Work request → Would you output the listing exactly, with every image omitted?

Records supplied →
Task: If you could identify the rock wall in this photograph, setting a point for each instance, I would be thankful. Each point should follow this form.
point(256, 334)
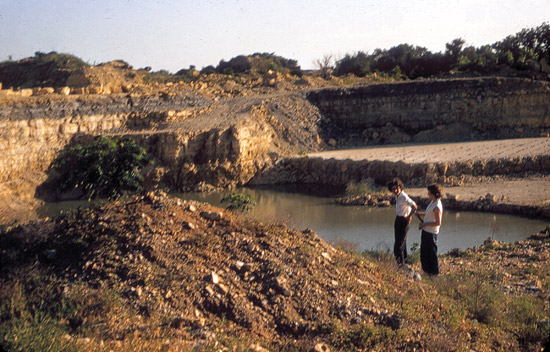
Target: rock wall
point(305, 170)
point(436, 111)
point(220, 157)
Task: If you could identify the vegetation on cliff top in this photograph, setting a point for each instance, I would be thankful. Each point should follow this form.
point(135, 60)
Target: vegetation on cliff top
point(520, 53)
point(157, 273)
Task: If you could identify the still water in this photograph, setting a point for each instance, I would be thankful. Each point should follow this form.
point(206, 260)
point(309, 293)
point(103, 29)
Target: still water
point(372, 228)
point(363, 227)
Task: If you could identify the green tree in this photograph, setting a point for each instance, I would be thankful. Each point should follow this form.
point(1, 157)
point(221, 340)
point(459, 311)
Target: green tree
point(105, 168)
point(239, 202)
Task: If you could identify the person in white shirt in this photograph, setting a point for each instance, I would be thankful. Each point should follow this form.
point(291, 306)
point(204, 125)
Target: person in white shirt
point(430, 230)
point(404, 209)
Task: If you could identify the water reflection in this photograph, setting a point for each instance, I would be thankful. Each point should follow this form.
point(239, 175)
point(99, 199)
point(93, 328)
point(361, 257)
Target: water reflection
point(363, 227)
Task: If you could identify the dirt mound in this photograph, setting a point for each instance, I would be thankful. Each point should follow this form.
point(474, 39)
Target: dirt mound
point(180, 270)
point(159, 273)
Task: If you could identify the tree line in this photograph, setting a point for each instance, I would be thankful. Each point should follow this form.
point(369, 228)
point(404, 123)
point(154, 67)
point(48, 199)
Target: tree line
point(519, 52)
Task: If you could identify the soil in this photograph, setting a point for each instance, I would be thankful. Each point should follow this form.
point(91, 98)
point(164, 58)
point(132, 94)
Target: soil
point(158, 273)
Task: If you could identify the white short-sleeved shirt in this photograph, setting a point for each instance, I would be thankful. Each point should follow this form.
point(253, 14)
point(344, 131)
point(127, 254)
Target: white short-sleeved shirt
point(430, 216)
point(403, 204)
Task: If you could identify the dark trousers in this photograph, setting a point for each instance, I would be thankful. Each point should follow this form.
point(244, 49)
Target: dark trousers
point(428, 253)
point(401, 227)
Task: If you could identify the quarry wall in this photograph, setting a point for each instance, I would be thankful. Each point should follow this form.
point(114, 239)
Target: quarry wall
point(33, 131)
point(437, 110)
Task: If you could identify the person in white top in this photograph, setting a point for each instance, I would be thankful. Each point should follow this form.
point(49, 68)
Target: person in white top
point(404, 209)
point(430, 230)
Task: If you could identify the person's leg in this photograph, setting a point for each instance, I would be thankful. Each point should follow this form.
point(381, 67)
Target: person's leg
point(428, 253)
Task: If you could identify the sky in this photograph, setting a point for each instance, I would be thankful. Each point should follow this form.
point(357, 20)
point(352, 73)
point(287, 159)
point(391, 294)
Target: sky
point(175, 34)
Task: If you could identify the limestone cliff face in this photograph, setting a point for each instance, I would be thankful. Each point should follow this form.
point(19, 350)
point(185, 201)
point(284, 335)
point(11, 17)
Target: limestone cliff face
point(222, 156)
point(197, 140)
point(219, 157)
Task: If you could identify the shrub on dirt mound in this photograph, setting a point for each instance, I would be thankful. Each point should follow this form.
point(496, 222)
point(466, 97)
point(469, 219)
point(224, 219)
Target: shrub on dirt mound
point(104, 168)
point(42, 70)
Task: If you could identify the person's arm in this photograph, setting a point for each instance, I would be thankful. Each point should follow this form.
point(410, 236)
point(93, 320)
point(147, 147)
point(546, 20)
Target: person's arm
point(413, 211)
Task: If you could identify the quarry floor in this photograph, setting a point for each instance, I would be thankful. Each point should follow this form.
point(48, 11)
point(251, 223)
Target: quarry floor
point(530, 190)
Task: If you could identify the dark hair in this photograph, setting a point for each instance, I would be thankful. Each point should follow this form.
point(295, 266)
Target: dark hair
point(436, 190)
point(395, 182)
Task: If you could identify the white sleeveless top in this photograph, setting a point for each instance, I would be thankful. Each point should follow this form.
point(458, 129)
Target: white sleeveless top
point(430, 216)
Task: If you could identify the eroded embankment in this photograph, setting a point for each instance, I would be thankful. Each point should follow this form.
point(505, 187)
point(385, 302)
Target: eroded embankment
point(203, 141)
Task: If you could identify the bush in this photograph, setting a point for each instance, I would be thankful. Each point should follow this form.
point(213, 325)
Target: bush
point(105, 168)
point(239, 202)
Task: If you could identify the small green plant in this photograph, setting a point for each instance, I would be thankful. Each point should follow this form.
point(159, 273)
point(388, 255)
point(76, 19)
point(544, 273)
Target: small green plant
point(104, 168)
point(239, 202)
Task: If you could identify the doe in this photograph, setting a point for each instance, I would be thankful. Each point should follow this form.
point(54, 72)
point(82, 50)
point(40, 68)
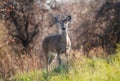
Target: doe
point(58, 44)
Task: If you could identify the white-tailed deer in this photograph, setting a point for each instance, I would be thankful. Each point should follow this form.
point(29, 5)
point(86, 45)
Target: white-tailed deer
point(58, 43)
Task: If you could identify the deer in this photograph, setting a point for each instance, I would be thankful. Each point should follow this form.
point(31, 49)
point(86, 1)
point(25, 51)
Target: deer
point(59, 43)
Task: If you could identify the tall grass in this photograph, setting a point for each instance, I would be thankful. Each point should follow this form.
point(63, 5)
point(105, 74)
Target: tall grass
point(86, 69)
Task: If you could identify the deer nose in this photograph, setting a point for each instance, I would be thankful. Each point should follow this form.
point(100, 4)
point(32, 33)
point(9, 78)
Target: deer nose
point(63, 28)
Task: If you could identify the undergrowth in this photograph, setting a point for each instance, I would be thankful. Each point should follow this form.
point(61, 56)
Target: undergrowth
point(85, 69)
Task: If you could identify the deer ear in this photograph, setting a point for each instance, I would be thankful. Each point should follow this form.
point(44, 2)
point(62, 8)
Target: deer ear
point(69, 18)
point(55, 20)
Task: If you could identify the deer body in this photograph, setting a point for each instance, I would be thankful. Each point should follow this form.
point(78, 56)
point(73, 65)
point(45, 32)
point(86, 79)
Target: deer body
point(58, 44)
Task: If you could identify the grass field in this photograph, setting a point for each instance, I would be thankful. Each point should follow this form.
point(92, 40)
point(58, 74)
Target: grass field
point(86, 69)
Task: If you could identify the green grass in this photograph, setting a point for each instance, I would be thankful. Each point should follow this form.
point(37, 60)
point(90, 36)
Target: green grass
point(86, 69)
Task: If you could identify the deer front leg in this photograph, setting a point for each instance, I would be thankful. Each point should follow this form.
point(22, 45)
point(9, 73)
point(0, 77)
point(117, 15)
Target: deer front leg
point(59, 59)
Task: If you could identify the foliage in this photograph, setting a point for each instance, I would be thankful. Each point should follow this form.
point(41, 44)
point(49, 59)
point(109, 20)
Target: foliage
point(86, 69)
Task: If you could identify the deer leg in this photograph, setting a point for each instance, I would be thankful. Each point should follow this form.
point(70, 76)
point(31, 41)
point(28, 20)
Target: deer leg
point(59, 59)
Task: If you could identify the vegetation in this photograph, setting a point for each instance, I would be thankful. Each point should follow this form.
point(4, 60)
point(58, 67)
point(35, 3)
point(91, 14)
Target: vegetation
point(86, 69)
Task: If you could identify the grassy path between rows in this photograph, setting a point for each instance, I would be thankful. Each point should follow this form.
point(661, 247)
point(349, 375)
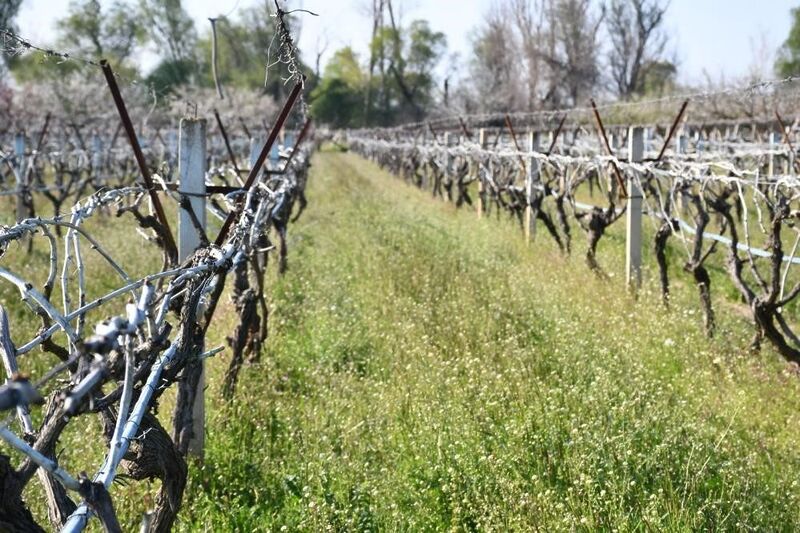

Task solution →
Task: If you could identify the rock wall in this photograph, setting a point for each instance, I would be thankful. Each point should follow this form.
point(256, 334)
Target: rock wall
point(305, 170)
point(436, 111)
point(220, 157)
Task: If you could identify the vegetation on cliff top in this photograph, setting a point for each instance, I would be thankful. Each point should follow this form.
point(135, 60)
Target: vegetation on cliff top
point(520, 53)
point(157, 273)
Task: If you could identify the still water in this photograph, setting a point for each instance, I would be thankful. Each point should follow this form.
point(206, 260)
point(309, 293)
point(103, 29)
Target: still water
point(372, 228)
point(363, 227)
Task: If you could identify the green tree in this photograph, setting a point for each instance, I would be thankful. Each point should follow this form.
point(1, 157)
point(221, 340)
point(459, 311)
Target: green tree
point(105, 168)
point(239, 202)
Task: If you could identify the person in white shirt in this photograph, setting a point for each instance, I would be thankful. Each point should follow this form.
point(291, 306)
point(204, 125)
Target: person in white shirt
point(430, 230)
point(404, 209)
Task: If you could identify the water reflection in this photograph, setting a point for each instance, I would be thankful. Each point should follow this form.
point(239, 175)
point(99, 199)
point(93, 328)
point(361, 257)
Target: water reflection
point(363, 227)
Task: If you could identify the dirt mound in this photograph, setting a point for each instance, I would be thankful. Each point should follow this form.
point(474, 39)
Target: dirt mound
point(180, 270)
point(159, 273)
Task: If you could identify the tree line in this photograph, setting a point for each instance, I would be thankful. Each point should follow this form.
point(369, 228)
point(404, 123)
point(154, 67)
point(48, 199)
Target: tree line
point(519, 52)
Task: If you could identify the soil in this photograph, setting a point for each instance, I would be thankful. Each point should follow this form.
point(91, 98)
point(164, 58)
point(132, 94)
Target: soil
point(158, 273)
Task: If you could identify the white short-sleeved shirt in this photograph, setting a point for each instance, I would be thankful. Each point should follow this form.
point(253, 14)
point(344, 131)
point(127, 254)
Target: white short-sleeved shirt
point(430, 216)
point(403, 204)
Task: If you could identify the dark trousers in this photograph, setting a point for each instance, I would be thankful. Each point should follow this form.
point(244, 49)
Target: dark trousers
point(428, 253)
point(401, 227)
Task: If you could identify the quarry wall in this photograph, setting a point for each instance, I would be thankful. Each point should follow this form.
point(114, 239)
Target: quarry wall
point(33, 131)
point(437, 110)
Task: If you could identify the person in white top in this photograph, setting a point for each instance, I would be thankful. Each point should follow this form.
point(49, 68)
Target: person in white top
point(404, 209)
point(430, 230)
Task: If you could identify the person's leg in this photograph, setting a point for each instance, I would be thankful. Each point should follow this form.
point(381, 67)
Target: person's leg
point(428, 253)
Task: If you could identify the sky in this photograph, setting a point for each instance, I would be thankful. Each point should follow this form.
point(357, 20)
point(352, 73)
point(287, 159)
point(391, 294)
Target: sky
point(175, 34)
Task: If you could identify the limestone cliff face in this photograph, setting a point for each instance, I would be thankful. Each point should follow this form.
point(19, 350)
point(185, 201)
point(284, 335)
point(11, 17)
Target: limestone cliff face
point(222, 156)
point(197, 140)
point(219, 157)
Task: If you could identify the shrub on dirt mound in this photograph, setting a point for each instance, I would be thankful. Each point should follow this form.
point(496, 222)
point(466, 97)
point(469, 219)
point(224, 219)
Target: shrub on dirt mound
point(104, 168)
point(42, 70)
Task: If you could identify the person's arm in this photograph, setting a point for each instance, I would be thankful. Each point should follow this form.
point(410, 236)
point(93, 320)
point(147, 147)
point(546, 20)
Target: person's arm
point(413, 211)
Task: If you could identify the quarry floor in this photograph, setting a point for each instance, I would be thankful. Each point should follow this form.
point(48, 11)
point(251, 223)
Target: quarry floor
point(530, 190)
Task: If you could identify the dark hair in this photograph, setting a point for each instance, I would be thankful. Each point should follow this form.
point(295, 266)
Target: dark hair
point(436, 190)
point(395, 182)
Task: If you could identify the white sleeveless top in this photograph, setting a point for each instance, I would be thankful. Each point should follow this form.
point(458, 129)
Target: white sleeveless top
point(430, 216)
Task: If you could identify the eroded embankment in this photograph, setting a point for each instance, I would be thankful. Each point should follow this form.
point(505, 187)
point(385, 302)
Target: eroded embankment
point(203, 141)
Task: If you could identify the bush in this photograph, setting a point for each instance, I would be thankful. Each point should follow this form.
point(213, 325)
Target: bush
point(105, 168)
point(239, 202)
Task: If you could identify the small green plant in this photograph, setting a point for each instance, I would be thankful. Each point should follow this form.
point(159, 273)
point(388, 255)
point(76, 19)
point(544, 273)
Target: small green plant
point(104, 168)
point(239, 202)
Task: If you could identify the doe in this photograph, setting a point for each instance, I would be thankful. Each point should follow this form.
point(54, 72)
point(82, 50)
point(40, 68)
Target: doe
point(58, 44)
Task: If you could identify the white-tailed deer in this photograph, setting a point for each instance, I would be thankful. Each point should follow this form.
point(29, 5)
point(86, 45)
Target: white-tailed deer
point(58, 43)
Task: If you could identify the deer in this photograph, setting a point for each instance, I would be thankful. Each point should follow this form.
point(31, 49)
point(86, 1)
point(25, 51)
Target: deer
point(59, 43)
Task: If you could identify the tall grass in this photograph, setting a point for each instance, I would be thankful. Each point should follow this form.
point(63, 5)
point(105, 74)
Target: tall grass
point(86, 69)
Task: If you could identify the deer nose in this photograph, setting a point for each instance, I would be thankful. Each point should follow this form.
point(100, 4)
point(32, 33)
point(9, 78)
Target: deer nose
point(63, 28)
Task: If you could identify the undergrowth in this photograph, setting a point for each instance, I would be thankful. Each point should follow this form.
point(61, 56)
Target: undergrowth
point(85, 69)
Task: If you could identify the deer ear in this photograph, setting a point for each instance, I would be thankful. Each point should follow this form.
point(44, 2)
point(62, 8)
Target: deer ear
point(69, 18)
point(55, 20)
Task: If you could identify the deer body in this photograph, setting a point for each instance, I would be thankful. Each point should follow this form.
point(78, 56)
point(73, 65)
point(45, 32)
point(86, 79)
Target: deer body
point(58, 44)
Task: If you could identify the grass field in this photograph, setting a point for each instance, I would be thankful. Each point should follow this form.
point(92, 40)
point(58, 74)
Target: grass field
point(86, 69)
Task: If you could identify the green grass in this photograph, setting a point for each instance, I would be thankful. Each point should follow this form.
point(37, 60)
point(90, 36)
Target: green grass
point(86, 69)
Task: If you could identify the deer front leg in this photograph, setting a point for each instance, I would be thankful. Each point should follow this form.
point(22, 45)
point(9, 73)
point(0, 77)
point(117, 15)
Target: deer front leg
point(59, 59)
Task: If you could identify the foliage in this photograph, setting a point for each instance, I would be thankful. Each point should follow this form.
point(41, 44)
point(49, 59)
point(109, 20)
Target: foliage
point(86, 69)
Task: If you could identify the deer leg in this photograph, setting a point for each instance, I would be thankful. Each point should follow this form.
point(70, 76)
point(31, 41)
point(28, 20)
Target: deer leg
point(59, 59)
Task: If you could identify the vegetation in this photograph, setting a point for each instance, I would be thankful. Each point should follow this form.
point(4, 60)
point(58, 67)
point(35, 3)
point(91, 14)
Target: vegetation
point(86, 69)
Task: If you could identify the grassy path between rows in this photograph, setting a point for each instance, I would be thankful. Each point should follow this form.
point(661, 247)
point(349, 375)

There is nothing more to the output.